◆ TASK GOAL ◆
Put the lines of the material below, from the line containing "Place a point on the white face" up to and including the line containing "[[315, 311]]", into a Markdown table with the columns Row and Line. Number each row and leave out blank lines.

◆ DATA FOR THIS TASK ◆
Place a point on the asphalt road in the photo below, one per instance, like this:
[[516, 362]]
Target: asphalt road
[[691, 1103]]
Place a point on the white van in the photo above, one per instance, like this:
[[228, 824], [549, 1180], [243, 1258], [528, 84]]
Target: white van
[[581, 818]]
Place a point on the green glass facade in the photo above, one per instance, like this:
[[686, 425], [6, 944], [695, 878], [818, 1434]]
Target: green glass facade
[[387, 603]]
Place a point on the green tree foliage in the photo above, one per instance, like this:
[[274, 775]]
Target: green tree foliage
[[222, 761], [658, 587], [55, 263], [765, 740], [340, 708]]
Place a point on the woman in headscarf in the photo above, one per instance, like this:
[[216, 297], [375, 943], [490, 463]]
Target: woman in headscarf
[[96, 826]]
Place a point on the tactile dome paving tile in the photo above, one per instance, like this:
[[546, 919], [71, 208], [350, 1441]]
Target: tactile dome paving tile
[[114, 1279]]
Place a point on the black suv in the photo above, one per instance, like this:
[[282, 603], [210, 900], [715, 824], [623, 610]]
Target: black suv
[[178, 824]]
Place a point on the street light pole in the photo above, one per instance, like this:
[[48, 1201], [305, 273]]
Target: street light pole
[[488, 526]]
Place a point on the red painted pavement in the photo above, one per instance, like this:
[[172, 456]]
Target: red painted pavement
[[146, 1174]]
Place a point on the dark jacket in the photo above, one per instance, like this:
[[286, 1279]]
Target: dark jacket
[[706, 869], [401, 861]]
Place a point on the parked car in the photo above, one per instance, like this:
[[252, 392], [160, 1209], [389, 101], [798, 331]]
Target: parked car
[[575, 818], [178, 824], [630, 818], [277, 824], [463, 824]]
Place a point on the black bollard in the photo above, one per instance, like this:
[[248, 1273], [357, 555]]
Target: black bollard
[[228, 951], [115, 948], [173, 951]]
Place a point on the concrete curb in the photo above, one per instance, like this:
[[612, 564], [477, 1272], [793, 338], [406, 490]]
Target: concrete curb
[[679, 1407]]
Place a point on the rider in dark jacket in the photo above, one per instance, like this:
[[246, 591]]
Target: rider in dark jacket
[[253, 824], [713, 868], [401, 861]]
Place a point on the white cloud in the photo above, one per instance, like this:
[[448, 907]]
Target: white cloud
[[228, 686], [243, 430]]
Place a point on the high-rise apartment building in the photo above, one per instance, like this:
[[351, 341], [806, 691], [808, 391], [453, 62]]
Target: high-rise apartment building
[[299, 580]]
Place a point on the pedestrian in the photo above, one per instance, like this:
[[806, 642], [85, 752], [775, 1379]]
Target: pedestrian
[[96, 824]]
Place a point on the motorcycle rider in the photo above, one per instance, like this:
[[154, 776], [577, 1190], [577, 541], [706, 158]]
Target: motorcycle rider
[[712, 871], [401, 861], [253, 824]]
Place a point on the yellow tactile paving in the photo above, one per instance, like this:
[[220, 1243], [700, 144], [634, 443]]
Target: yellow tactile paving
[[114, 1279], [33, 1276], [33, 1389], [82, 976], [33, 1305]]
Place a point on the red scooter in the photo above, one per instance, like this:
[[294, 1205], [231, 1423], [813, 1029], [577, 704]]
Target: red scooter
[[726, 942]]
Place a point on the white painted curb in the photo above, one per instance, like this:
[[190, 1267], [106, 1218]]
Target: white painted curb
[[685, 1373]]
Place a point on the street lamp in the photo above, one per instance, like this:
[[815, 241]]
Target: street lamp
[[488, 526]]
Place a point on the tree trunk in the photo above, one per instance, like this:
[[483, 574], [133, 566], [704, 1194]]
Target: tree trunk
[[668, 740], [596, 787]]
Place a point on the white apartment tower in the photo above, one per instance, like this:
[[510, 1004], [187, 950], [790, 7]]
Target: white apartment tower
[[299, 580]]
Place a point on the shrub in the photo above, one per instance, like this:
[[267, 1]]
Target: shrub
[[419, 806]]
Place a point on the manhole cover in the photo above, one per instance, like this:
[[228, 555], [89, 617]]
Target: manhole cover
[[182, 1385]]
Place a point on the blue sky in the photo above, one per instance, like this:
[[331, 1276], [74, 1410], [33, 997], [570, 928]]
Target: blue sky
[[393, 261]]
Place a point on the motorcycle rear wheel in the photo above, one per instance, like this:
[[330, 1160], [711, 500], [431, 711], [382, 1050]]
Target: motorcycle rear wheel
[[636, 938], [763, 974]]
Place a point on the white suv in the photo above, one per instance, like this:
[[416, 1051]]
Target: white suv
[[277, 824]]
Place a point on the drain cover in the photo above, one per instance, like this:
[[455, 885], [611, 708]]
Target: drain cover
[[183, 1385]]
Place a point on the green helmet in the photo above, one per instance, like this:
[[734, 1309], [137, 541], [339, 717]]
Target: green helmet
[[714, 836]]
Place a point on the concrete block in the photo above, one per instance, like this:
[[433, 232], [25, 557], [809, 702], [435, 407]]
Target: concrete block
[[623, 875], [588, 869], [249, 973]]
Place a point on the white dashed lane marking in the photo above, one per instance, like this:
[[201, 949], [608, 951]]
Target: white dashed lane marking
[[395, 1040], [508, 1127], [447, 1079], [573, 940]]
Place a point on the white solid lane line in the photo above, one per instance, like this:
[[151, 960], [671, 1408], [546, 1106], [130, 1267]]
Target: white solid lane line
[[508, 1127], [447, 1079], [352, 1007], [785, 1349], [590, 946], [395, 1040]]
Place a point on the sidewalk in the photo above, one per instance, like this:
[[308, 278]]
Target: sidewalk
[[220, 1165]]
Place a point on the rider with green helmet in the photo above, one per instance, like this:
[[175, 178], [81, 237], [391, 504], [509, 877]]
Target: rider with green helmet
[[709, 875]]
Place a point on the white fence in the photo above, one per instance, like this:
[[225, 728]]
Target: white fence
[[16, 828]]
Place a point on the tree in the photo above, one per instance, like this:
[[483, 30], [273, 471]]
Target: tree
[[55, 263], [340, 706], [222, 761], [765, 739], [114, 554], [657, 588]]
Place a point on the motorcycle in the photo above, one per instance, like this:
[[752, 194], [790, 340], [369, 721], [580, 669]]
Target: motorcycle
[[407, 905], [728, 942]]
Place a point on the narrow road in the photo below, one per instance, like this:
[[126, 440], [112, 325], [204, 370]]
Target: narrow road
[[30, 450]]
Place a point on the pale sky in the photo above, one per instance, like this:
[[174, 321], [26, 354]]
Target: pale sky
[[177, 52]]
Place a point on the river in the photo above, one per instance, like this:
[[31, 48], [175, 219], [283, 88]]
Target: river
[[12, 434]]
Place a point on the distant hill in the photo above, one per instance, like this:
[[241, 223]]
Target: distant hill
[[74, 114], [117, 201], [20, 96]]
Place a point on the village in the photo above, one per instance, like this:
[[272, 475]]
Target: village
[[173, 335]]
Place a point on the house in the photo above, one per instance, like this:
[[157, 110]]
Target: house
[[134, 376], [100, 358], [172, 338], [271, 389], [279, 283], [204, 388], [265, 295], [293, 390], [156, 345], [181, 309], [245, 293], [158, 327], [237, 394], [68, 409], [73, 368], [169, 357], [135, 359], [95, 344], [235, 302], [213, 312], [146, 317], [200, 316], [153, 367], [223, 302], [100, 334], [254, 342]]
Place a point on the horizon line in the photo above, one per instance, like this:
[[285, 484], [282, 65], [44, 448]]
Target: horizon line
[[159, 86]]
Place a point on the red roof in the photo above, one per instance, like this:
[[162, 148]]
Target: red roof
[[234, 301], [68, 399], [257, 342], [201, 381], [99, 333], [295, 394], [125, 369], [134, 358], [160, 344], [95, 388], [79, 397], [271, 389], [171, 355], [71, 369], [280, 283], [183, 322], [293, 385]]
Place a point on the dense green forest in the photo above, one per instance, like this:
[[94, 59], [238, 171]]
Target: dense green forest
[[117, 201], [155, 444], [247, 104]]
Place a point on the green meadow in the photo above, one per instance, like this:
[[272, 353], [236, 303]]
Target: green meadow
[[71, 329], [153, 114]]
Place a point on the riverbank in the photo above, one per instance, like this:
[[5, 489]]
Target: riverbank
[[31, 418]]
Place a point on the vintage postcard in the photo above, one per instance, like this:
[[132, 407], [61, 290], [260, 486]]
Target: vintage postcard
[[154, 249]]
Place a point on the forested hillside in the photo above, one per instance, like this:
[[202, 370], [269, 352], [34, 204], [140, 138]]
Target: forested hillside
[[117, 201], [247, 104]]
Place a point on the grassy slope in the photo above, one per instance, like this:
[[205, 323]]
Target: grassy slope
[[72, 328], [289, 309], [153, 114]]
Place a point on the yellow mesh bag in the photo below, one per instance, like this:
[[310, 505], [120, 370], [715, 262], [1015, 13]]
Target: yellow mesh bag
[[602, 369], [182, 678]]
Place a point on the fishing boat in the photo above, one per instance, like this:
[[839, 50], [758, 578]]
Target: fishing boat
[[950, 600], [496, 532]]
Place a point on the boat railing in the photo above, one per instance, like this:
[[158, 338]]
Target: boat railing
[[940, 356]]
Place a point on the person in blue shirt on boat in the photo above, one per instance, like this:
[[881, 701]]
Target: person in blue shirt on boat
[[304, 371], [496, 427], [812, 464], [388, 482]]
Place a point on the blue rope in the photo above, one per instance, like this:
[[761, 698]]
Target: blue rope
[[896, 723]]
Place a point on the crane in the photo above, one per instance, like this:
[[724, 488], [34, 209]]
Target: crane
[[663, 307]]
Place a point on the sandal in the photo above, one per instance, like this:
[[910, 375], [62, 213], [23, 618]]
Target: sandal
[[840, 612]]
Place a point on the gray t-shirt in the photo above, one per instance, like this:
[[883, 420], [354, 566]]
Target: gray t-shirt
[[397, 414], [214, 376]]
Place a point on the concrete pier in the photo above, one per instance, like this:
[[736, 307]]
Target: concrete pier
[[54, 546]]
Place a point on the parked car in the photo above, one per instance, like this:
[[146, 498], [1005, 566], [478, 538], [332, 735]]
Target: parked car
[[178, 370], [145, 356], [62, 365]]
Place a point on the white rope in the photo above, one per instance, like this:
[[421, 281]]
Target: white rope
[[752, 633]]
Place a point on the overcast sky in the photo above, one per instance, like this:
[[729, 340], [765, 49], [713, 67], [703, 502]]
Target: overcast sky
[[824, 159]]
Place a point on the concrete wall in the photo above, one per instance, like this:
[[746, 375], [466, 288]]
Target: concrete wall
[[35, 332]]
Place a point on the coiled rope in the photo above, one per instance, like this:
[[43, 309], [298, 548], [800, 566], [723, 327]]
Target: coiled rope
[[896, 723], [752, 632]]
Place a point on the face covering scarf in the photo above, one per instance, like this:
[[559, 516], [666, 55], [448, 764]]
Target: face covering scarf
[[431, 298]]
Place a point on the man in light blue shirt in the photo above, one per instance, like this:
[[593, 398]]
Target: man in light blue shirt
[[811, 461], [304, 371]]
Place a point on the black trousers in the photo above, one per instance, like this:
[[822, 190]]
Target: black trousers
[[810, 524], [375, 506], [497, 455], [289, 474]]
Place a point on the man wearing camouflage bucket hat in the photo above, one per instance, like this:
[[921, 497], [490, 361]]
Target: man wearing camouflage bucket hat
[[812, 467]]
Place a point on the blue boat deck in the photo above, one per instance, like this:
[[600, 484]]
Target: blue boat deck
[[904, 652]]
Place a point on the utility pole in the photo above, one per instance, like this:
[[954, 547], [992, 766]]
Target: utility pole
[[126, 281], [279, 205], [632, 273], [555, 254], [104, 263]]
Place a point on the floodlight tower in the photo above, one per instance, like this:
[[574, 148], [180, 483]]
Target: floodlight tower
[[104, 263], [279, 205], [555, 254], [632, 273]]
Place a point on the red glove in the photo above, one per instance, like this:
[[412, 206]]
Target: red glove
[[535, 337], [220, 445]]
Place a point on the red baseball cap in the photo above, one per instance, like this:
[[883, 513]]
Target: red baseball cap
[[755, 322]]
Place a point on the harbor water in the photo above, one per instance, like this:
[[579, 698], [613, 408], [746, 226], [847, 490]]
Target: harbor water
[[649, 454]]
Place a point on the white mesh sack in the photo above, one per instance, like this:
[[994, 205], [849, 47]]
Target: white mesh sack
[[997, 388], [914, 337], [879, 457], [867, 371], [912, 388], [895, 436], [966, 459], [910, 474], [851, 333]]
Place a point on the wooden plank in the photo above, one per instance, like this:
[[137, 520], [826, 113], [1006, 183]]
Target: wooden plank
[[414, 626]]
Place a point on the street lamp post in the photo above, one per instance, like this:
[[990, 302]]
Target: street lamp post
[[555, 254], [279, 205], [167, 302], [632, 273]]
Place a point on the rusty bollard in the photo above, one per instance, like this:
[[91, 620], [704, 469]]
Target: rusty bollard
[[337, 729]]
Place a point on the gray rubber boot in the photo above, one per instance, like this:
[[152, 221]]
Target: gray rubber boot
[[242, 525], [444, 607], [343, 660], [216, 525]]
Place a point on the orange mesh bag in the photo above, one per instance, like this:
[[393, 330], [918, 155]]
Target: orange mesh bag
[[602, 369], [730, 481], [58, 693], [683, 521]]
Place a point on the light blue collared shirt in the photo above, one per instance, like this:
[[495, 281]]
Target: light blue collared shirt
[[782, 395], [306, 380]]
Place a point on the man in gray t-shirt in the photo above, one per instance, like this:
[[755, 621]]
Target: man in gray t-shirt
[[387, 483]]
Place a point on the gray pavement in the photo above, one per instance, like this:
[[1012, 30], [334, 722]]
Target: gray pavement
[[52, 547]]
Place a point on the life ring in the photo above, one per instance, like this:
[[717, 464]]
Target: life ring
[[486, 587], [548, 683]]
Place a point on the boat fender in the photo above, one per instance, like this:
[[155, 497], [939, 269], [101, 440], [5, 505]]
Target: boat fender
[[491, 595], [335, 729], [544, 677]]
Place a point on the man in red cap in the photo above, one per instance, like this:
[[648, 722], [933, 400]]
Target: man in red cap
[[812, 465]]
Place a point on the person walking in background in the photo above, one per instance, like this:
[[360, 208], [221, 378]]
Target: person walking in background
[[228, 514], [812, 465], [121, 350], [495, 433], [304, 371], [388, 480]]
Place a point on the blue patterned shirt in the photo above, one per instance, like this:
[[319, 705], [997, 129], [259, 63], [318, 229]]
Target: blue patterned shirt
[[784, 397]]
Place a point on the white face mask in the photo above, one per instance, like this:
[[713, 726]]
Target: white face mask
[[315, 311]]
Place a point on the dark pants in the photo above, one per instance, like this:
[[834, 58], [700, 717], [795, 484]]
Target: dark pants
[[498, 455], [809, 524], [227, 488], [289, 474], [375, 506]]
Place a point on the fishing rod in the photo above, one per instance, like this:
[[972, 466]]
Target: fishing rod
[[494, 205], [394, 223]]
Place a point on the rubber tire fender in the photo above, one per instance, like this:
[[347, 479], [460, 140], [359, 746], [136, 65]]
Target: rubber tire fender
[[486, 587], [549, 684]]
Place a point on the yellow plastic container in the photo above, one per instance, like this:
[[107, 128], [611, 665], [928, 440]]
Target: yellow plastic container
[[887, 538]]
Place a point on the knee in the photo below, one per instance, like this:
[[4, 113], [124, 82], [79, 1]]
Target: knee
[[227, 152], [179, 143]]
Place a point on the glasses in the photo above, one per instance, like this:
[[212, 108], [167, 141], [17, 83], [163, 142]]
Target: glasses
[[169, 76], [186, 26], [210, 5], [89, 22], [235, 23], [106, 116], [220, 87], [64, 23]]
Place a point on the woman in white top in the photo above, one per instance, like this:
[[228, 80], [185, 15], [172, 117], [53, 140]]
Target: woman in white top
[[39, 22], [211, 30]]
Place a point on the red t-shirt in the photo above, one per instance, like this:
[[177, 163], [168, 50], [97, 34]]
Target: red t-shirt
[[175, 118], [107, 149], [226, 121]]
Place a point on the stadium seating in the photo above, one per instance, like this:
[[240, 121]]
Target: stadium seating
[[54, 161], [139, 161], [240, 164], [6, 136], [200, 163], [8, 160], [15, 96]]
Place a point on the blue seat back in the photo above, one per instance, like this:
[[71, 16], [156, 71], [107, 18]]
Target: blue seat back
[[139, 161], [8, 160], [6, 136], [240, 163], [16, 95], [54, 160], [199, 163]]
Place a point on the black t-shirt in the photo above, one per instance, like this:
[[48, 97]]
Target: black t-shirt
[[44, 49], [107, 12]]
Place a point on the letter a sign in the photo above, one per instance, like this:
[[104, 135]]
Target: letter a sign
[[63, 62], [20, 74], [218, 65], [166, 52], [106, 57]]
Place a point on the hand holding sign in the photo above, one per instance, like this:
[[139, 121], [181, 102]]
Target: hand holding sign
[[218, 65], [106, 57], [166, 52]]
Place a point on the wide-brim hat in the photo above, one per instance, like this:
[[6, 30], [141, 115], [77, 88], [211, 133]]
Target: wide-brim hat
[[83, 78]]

◆ FULL ANSWER ◆
| Row | Line |
|---|---|
| 1 | Place a point on the white face mask in the photo above, one per instance, like this: |
| 2 | [[713, 726]] |
| 3 | Target: white face mask |
| 4 | [[315, 311]] |